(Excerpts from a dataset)
*-*-*

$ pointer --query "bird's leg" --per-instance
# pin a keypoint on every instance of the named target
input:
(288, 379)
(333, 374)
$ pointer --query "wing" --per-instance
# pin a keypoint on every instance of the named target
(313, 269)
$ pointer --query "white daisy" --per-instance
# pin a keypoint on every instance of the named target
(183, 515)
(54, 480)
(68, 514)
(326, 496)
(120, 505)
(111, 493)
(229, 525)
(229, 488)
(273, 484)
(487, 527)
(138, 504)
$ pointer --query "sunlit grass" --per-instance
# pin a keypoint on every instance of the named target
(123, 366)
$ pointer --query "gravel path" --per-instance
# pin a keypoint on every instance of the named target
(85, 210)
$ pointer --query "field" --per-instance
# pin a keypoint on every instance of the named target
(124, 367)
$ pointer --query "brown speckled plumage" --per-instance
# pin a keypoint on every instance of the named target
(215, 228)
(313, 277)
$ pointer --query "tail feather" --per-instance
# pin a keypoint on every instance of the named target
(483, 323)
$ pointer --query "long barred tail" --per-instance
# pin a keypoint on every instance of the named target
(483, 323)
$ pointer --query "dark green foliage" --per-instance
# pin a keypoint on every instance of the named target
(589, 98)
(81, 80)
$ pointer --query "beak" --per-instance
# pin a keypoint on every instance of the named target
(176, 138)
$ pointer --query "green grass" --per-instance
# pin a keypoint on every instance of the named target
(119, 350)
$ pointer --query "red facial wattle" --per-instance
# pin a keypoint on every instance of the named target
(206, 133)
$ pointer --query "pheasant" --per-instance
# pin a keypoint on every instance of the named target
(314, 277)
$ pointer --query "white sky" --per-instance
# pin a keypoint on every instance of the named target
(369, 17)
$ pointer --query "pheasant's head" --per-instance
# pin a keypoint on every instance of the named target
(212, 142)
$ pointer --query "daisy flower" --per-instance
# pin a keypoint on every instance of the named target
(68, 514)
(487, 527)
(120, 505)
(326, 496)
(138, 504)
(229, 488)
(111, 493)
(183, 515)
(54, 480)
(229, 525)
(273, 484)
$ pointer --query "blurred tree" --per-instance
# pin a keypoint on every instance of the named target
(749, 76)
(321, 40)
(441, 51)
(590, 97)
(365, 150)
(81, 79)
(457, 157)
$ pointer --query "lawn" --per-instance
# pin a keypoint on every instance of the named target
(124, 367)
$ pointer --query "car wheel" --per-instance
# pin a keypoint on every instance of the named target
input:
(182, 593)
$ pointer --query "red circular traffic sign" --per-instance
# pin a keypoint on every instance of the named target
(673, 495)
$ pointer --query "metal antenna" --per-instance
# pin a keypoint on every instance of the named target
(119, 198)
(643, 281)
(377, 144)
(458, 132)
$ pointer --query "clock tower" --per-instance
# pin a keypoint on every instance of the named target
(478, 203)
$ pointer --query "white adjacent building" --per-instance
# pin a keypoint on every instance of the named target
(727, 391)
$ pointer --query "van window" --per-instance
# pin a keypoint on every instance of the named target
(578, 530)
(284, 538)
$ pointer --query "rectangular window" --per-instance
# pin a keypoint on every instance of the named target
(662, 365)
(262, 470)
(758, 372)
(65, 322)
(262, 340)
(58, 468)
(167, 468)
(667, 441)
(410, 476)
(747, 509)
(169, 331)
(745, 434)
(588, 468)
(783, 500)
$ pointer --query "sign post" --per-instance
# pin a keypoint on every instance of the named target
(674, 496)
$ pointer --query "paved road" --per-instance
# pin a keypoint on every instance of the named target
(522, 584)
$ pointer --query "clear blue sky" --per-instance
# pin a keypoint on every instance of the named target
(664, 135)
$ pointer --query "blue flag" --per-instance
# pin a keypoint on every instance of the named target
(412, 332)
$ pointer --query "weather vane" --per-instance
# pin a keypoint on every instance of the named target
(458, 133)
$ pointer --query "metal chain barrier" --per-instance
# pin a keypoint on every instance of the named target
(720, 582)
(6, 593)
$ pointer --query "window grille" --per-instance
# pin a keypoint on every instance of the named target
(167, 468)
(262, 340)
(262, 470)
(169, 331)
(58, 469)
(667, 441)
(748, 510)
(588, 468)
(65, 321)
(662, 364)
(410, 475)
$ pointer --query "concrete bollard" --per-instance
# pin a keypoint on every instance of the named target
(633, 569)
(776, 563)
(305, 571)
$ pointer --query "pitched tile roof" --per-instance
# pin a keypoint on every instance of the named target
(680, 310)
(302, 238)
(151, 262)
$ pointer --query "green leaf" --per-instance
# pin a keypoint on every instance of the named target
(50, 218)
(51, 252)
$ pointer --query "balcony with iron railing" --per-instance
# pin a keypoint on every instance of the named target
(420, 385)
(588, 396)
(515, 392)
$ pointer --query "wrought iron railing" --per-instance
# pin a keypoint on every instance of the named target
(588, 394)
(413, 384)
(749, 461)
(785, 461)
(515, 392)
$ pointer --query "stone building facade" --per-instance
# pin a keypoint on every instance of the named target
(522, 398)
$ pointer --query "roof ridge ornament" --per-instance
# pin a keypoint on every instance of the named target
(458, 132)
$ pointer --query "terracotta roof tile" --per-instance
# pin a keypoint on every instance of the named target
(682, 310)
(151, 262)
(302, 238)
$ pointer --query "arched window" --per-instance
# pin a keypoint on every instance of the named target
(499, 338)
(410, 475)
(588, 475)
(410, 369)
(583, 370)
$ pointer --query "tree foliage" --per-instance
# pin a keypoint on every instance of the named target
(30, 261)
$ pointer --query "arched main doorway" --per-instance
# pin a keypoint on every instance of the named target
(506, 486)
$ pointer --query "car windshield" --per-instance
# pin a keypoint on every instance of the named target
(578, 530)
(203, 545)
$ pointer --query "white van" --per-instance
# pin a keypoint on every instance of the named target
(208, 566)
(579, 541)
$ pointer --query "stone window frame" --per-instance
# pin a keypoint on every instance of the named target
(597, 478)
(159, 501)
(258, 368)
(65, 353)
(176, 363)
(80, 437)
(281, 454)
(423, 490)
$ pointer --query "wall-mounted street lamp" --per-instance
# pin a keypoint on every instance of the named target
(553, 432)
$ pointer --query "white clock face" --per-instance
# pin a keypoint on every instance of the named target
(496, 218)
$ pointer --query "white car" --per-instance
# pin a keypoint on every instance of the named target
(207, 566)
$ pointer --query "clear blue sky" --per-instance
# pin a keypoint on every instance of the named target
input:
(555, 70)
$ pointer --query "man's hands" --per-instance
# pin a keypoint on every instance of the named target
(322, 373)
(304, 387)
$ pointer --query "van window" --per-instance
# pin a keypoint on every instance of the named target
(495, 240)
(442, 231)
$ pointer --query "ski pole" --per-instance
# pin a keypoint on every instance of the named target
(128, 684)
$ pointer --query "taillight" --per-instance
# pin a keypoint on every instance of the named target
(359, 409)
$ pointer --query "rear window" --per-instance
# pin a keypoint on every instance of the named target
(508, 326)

*-*-*

| Required work |
Word for word, retype each record.

| Exercise result |
$ pointer --query "bird's leg" --per-instance
# pin a keypoint on every instance of the named target
input:
(288, 379)
(333, 374)
$ pointer --query "wing" --per-instance
# pin a keypoint on every instance of the named target
(313, 269)
$ pointer --query "white daisy" --per-instance
# pin a keypoint on every instance of the named target
(183, 515)
(54, 480)
(68, 514)
(326, 496)
(120, 505)
(111, 493)
(229, 525)
(229, 488)
(273, 484)
(487, 527)
(138, 504)
$ pointer --query "sunlit grass" --per-instance
# pin a keypoint on every instance of the named target
(123, 366)
$ pointer --query "gravel path" --per-instance
# pin a keypoint on every instance of the named target
(85, 210)
$ pointer --query "field" --per-instance
# pin a keypoint on every instance of the named target
(124, 367)
$ pointer --query "brown speckled plumage" --per-instance
# pin a keypoint on every instance of the named target
(215, 228)
(313, 277)
$ pointer --query "tail feather" --per-instance
# pin a keypoint on every instance of the named target
(483, 323)
$ pointer --query "long barred tail" --per-instance
# pin a keypoint on every instance of the named target
(483, 323)
$ pointer --query "dark green foliage" --per-instance
# pin a keypoint on every instance of the named target
(589, 98)
(81, 80)
$ pointer --query "beak" --per-instance
# pin a keypoint on every instance of the named target
(176, 138)
$ pointer --query "green grass" --per-instance
# pin a keypoint on every instance of the named target
(119, 350)
$ pointer --query "red facial wattle" --per-instance
# pin a keypoint on every instance of the named target
(206, 133)
$ pointer --query "pheasant" --per-instance
# pin a keypoint on every instance of the named target
(314, 277)
$ pointer --query "white sky" --per-instance
# pin a keypoint on every instance of the named target
(369, 17)
$ pointer --query "pheasant's head" --per-instance
# pin a keypoint on every instance of the named target
(212, 142)
$ pointer --query "daisy flower" --per-instance
# pin a keypoint on every instance of the named target
(68, 514)
(487, 527)
(120, 505)
(326, 496)
(138, 504)
(229, 488)
(111, 493)
(183, 515)
(54, 480)
(229, 525)
(273, 484)
$ pointer --query "blurred tree" --per-instance
# pin a keypoint on every instance of the named target
(749, 76)
(321, 40)
(441, 51)
(590, 97)
(365, 150)
(81, 79)
(457, 157)
$ pointer --query "lawn" --per-instance
# pin a keypoint on every instance of the named target
(124, 367)
$ pointer --query "car wheel" --per-instance
# pin a keypoint on every instance of the named target
input:
(182, 593)
$ pointer --query "red circular traffic sign" --per-instance
# pin a keypoint on every instance of the named target
(673, 495)
$ pointer --query "metal antenna" --per-instance
# pin a keypoint on every instance of the named target
(119, 198)
(643, 281)
(377, 144)
(458, 132)
$ pointer --query "clock tower" --per-instance
# pin a keypoint on every instance of the named target
(478, 203)
$ pointer --query "white adjacent building" --per-instance
# pin a keypoint on every instance of the named target
(727, 391)
$ pointer --query "van window" --per-instance
# pin a keypoint on every instance of the named target
(578, 530)
(284, 538)
$ pointer --query "rectangular window" --per-instance
# pin a keypoint on every instance of the named target
(662, 365)
(262, 470)
(758, 372)
(65, 322)
(262, 340)
(58, 468)
(167, 468)
(667, 441)
(410, 476)
(747, 509)
(169, 331)
(745, 434)
(588, 468)
(783, 500)
$ pointer --query "sign post" --per-instance
# pin a keypoint on every instance of the named target
(674, 496)
$ pointer --query "paved road" --per-instance
# pin a keypoint on every instance of the named target
(522, 584)
$ pointer --query "clear blue sky" --per-instance
# pin a keypoint on every instance of the named target
(664, 135)
$ pointer --query "blue flag" --per-instance
# pin a keypoint on every instance of the named target
(412, 332)
$ pointer --query "weather vane" --per-instance
# pin a keypoint on every instance of the named target
(458, 133)
$ pointer --query "metal chain barrier" --per-instance
# pin a keypoint on every instance of the named target
(720, 582)
(6, 593)
$ pointer --query "window grille" --per-instance
# pin a keypoint on every instance of the named target
(167, 468)
(262, 340)
(262, 470)
(169, 331)
(58, 469)
(667, 441)
(748, 510)
(588, 468)
(65, 321)
(662, 364)
(410, 475)
$ pointer --query "concrete bollard" --per-instance
# pin a keypoint on every instance of the named target
(633, 569)
(776, 563)
(305, 571)
$ pointer --query "pitched tile roof" --per-instance
# pin a keypoint on every instance of the named target
(680, 310)
(302, 238)
(151, 262)
$ pointer --query "green leaf" --per-instance
# pin a keypoint on every instance of the named target
(50, 218)
(51, 252)
$ pointer --query "balcony with iron railing" --per-instance
# pin a keypoint on every instance of the named target
(420, 385)
(588, 396)
(515, 392)
$ pointer --query "wrought iron railing" --per-instance
# pin a keypoint on every instance of the named target
(588, 394)
(413, 384)
(749, 461)
(785, 461)
(515, 392)
$ pointer --query "stone building facade" --per-instance
# pin a keypoint on every instance of the named target
(522, 398)
$ pointer --query "roof ridge ornament" --per-instance
# pin a keypoint on every instance of the named target
(458, 132)
$ pointer --query "terracotta roof tile" --per-instance
# pin a keypoint on every instance of the named target
(682, 310)
(151, 262)
(302, 238)
$ pointer --query "arched window" --per-instance
# pin a keypoint on every instance of the named target
(499, 338)
(410, 475)
(588, 475)
(410, 369)
(583, 370)
$ pointer --query "tree foliage" --per-instance
# pin a keypoint on every instance of the named target
(30, 261)
$ pointer --query "arched main doorway" --per-instance
# pin a keypoint on every instance of the named target
(506, 486)
$ pointer --query "car windshield" --per-instance
# pin a keypoint on every instance of the named target
(578, 530)
(203, 545)
$ pointer --query "white van" --per-instance
# pin a keypoint on every instance of the named target
(208, 566)
(579, 541)
$ pointer --query "stone window frame" --per-instance
# pin a keypoint on every instance of the named target
(597, 478)
(159, 501)
(258, 368)
(65, 353)
(176, 363)
(80, 437)
(281, 454)
(423, 490)
$ pointer --query "wall-mounted street lamp" --per-instance
# pin a keypoint on every instance of the named target
(553, 432)
$ pointer --query "white clock face" --per-instance
# pin a keypoint on every instance of the named target
(496, 218)
$ pointer --query "white car" --per-instance
# pin a keypoint on every instance of the named target
(207, 566)
$ pointer --query "clear blue sky" --per-instance
# pin a keypoint on every instance of the named target
input:
(555, 70)
$ pointer --query "man's hands" --per-instance
# pin a keypoint on every instance of the named target
(322, 373)
(304, 387)
$ pointer --query "van window" --per-instance
# pin a keypoint on every instance of the named target
(495, 240)
(442, 231)
$ pointer --query "ski pole" --per-instance
# pin a keypoint on every instance of the named target
(128, 684)
$ pointer --query "taillight" --per-instance
# pin a keypoint on every instance of the named target
(359, 409)
$ pointer --query "rear window" --per-instance
# pin a keypoint on every instance of the named target
(508, 326)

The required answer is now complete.